Exercise details>
Gather every line of the records below that contains the word "tree".
──────
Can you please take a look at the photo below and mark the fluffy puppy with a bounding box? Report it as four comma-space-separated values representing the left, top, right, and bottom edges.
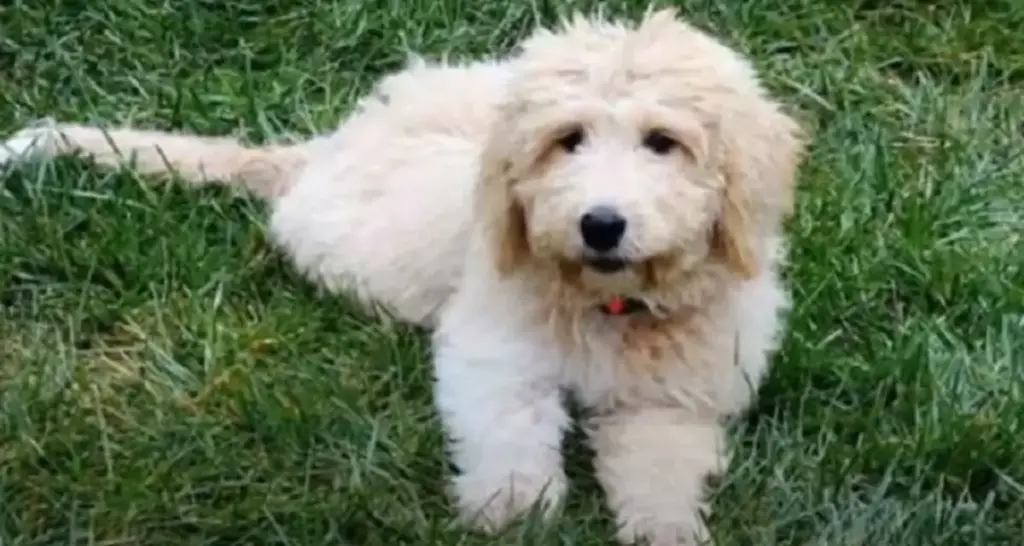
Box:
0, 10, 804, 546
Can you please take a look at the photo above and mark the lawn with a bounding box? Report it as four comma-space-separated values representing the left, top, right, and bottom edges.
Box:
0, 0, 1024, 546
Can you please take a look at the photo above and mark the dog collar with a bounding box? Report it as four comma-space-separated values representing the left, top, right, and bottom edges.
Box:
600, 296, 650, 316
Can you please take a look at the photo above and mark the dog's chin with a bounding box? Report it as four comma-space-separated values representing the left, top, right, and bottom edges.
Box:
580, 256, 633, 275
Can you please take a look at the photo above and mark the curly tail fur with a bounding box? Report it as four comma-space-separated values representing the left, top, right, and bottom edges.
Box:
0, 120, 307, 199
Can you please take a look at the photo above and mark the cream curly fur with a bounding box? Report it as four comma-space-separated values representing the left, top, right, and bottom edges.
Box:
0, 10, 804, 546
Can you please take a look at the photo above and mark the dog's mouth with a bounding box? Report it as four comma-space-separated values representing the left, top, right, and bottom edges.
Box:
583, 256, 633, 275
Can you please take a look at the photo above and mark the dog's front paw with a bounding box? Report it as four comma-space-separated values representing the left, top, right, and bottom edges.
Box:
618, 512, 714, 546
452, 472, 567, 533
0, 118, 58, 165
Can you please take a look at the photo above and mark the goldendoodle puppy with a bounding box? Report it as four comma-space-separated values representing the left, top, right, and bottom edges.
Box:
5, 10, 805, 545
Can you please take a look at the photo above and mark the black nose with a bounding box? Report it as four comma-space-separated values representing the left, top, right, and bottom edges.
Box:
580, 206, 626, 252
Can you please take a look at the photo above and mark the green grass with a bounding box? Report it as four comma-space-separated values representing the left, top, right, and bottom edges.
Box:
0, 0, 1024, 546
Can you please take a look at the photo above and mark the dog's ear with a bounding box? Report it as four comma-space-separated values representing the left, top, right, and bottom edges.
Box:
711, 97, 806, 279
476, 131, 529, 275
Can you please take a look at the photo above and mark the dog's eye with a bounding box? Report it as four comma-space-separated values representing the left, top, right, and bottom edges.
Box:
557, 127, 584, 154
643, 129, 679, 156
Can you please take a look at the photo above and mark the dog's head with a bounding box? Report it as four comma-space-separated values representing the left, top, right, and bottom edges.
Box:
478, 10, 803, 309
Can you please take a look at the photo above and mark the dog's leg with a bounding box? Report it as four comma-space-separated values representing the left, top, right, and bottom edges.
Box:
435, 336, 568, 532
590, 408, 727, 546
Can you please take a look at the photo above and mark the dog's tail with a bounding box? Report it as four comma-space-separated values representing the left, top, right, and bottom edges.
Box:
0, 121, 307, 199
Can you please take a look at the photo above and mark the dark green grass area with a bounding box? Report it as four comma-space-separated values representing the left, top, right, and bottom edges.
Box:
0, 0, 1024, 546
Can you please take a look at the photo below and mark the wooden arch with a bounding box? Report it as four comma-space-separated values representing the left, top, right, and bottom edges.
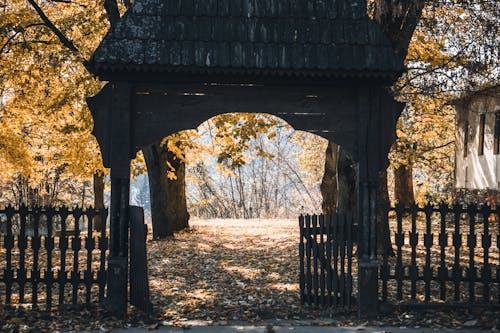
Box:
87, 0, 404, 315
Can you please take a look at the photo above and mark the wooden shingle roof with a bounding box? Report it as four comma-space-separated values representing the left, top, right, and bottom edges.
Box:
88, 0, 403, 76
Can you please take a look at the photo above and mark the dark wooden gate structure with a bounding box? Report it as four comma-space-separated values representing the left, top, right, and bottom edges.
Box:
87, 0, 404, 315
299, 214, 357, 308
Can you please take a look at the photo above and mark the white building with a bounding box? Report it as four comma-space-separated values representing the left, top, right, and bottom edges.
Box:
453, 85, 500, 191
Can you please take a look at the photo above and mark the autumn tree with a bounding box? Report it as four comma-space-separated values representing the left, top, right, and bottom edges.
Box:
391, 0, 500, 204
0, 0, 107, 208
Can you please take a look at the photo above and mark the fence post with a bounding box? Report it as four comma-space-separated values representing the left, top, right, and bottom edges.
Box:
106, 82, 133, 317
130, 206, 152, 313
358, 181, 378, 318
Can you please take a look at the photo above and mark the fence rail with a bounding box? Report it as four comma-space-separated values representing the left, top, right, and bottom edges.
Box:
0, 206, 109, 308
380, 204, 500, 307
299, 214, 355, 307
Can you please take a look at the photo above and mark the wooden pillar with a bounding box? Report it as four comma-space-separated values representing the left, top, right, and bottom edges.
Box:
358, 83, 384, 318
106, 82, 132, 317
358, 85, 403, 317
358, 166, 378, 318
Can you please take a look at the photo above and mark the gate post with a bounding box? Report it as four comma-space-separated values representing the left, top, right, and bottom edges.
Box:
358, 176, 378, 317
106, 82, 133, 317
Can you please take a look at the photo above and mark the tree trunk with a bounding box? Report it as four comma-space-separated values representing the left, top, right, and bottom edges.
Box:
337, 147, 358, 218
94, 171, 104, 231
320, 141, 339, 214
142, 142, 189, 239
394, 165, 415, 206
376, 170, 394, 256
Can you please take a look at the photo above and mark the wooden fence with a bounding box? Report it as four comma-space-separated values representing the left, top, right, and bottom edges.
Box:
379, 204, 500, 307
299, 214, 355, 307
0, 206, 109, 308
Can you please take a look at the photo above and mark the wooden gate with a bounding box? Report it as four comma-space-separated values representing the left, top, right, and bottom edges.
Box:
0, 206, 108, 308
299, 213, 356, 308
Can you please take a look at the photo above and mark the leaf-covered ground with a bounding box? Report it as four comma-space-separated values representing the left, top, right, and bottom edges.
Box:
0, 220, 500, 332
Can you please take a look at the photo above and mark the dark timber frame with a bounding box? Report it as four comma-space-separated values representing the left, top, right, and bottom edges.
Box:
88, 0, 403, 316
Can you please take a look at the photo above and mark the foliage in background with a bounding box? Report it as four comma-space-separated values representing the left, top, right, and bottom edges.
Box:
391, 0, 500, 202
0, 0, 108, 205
──────
Written solution>
Can you please take a look at the photo above and mark the autumn tree with a bounding box? Report it as four comma-space-separated values representing the left, top, right, and bottom edges.
Can you please take a look at the photo above and mark the tree trunk with a bounding box? Report it as four comma-space-separated values representing the left, top, right, and bottom edges.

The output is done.